▸ **GIVEN TASK 1**
Find every line in the listing below that contains the string "window", and copy each of those lines.
=== GIVEN TEXT ===
I decided to film the interior of the bothy to show what it is like. Tombsleibhe is a typical but and ben building, like many other bothies in Scotland. If you are interested to know, the but would have been the kitchen space for previous residents, while the ben would have been the living space. It never ceases to amaze me how these refuges were once family homes at some point. With no electricity, sewage or piped water, conditions today are much like they would have been all those years ago. A true taste of the past if you like. To watch my tour of the bothy, please click on the link below.

https://animoto.com/play/0tEUpbqtXxNCPqbKs1NG6w

I’m sure you’ll agree that the bothy is in great condition. It must get battered by the elements on a regular basis, so it just goes to show what a great job the volunteers of the Mountain Bothies Association ( MBA ) actually do. To see their explore their informative website, please click here.

Meeting The Neighbours

There may have been nobody else in the bothy with me, but things were starting to liven up outside. After enjoying a beer soon after arriving, it wasn’t long before I had to relieve myself. The view out across the surrounding mountains was fantastic, but I was more interested in my new company for the evening. Gathered on the hillside was a large herd of highland cattle all happily grazing away on the grass. Being a Friday night, I was going to ask them where they were heading onto afterwards, but decided to just watch them instead.

They’re certainly menacing looking animals, but they offered no real threat to me at all. Some looked up from their meal, possibly wondering why a lone man was out in the drizzle just looking at them. It wasn’t long though before the good eating drew their attention away again. It proved a great way to pass some of the evening.

Tomsleibhe bothy on Mull
Tomsleibhe Bothy on Mull
Not a bad spot for a wee I’m sure you’ll agree.

Darkness Falls

By just after 9pm it was starting to get dark. I had carried in some fuel for the fire and it was already burning away well by this point. It wasn’t cold, but an evening in a bothy without a fire is like a fry- up without black pudding- it just isn’t the same!
=== GIVEN DATA ===
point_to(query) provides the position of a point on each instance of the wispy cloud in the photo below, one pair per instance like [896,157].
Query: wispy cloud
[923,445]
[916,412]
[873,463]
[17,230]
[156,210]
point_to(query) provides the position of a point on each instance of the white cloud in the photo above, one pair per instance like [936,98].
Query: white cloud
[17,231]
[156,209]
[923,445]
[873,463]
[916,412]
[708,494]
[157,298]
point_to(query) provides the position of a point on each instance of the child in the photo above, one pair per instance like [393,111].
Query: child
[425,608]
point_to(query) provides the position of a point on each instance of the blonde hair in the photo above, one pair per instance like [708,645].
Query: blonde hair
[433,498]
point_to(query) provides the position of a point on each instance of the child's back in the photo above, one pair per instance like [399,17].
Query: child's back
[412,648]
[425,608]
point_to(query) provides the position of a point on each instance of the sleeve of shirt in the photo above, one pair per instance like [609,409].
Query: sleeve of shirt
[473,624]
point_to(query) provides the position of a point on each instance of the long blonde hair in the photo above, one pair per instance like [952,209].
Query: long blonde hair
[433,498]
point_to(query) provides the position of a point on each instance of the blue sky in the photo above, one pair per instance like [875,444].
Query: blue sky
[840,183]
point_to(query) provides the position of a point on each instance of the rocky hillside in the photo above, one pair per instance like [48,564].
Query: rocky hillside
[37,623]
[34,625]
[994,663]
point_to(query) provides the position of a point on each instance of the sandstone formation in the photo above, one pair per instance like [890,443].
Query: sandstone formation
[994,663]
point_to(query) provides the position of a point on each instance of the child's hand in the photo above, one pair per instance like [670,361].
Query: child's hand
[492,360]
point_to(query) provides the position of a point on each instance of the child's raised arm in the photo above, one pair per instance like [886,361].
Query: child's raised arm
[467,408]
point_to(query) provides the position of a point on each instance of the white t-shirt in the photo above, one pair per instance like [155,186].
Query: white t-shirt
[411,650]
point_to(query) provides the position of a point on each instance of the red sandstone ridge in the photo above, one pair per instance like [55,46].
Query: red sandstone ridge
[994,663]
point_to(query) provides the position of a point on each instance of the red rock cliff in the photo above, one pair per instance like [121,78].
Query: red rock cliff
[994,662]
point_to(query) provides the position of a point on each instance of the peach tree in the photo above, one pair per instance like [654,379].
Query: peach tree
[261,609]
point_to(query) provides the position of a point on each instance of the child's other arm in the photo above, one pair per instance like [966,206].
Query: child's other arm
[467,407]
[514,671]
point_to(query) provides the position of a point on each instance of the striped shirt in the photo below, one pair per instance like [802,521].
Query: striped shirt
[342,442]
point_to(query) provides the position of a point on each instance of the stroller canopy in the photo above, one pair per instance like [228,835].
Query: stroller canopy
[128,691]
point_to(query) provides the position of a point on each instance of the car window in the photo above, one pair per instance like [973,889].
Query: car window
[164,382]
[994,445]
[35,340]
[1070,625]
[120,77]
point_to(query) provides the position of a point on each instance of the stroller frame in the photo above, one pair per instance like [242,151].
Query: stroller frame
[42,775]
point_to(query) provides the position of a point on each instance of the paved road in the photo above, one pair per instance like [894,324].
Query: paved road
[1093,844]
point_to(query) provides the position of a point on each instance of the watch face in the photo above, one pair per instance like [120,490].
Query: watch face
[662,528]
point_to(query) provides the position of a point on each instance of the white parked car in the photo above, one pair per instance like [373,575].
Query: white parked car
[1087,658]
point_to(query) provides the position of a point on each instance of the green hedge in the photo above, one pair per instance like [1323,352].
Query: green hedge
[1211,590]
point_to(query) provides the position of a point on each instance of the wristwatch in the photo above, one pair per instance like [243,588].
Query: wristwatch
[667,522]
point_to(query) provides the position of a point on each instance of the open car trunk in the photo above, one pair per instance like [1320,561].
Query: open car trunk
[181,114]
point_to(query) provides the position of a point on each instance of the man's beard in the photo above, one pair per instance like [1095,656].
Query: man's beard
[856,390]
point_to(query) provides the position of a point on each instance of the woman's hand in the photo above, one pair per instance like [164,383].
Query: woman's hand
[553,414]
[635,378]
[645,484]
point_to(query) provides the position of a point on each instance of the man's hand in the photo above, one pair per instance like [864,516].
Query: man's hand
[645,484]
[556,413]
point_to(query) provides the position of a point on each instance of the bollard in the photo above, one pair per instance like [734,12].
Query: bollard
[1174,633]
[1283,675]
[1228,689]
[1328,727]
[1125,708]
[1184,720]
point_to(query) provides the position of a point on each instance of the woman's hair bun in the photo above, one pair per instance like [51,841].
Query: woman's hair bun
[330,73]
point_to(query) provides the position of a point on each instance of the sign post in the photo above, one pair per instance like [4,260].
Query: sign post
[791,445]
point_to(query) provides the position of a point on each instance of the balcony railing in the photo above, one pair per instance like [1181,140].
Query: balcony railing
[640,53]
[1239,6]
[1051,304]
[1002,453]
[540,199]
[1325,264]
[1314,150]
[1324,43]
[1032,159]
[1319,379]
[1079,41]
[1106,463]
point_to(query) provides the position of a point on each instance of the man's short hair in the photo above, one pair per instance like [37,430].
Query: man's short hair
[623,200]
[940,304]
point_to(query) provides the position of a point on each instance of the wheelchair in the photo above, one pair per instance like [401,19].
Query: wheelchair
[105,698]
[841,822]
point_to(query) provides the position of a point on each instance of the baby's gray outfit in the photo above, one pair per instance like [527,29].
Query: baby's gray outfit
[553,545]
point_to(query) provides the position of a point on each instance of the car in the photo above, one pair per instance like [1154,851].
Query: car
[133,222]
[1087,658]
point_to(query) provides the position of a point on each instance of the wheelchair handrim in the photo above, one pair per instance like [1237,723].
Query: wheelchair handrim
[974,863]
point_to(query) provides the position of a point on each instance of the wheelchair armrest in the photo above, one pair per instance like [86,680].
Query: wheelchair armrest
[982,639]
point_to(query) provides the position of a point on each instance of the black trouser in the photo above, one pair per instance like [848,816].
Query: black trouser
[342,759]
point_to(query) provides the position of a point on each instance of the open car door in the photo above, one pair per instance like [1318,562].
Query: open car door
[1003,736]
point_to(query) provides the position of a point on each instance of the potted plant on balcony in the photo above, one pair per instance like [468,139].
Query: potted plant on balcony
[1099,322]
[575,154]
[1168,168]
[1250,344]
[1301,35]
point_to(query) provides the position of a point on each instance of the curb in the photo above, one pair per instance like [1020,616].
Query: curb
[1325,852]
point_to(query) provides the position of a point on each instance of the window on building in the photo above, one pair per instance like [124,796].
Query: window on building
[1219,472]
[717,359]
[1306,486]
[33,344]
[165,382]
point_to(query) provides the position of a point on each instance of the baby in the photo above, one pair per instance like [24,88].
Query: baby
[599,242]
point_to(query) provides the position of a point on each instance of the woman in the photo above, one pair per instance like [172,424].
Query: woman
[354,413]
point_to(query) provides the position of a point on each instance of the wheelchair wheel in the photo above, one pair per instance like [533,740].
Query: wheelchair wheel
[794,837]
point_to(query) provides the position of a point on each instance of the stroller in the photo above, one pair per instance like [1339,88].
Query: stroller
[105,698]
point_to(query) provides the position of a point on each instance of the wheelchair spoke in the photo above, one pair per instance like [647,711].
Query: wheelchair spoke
===
▸ **GIVEN TASK 2**
List every utility that the bothy account above says the bothy is without.

▸ **RESPONSE 1**
point_to(query) provides the position of a point on each instance of the car window in the photo above, one pair per instance like [973,889].
Query: car window
point_to(query) provides the position of a point on each instance of the window on building in the photo above, one pair per instance like [124,796].
Query: window on building

▸ **RESPONSE 2**
- electricity
- sewage
- piped water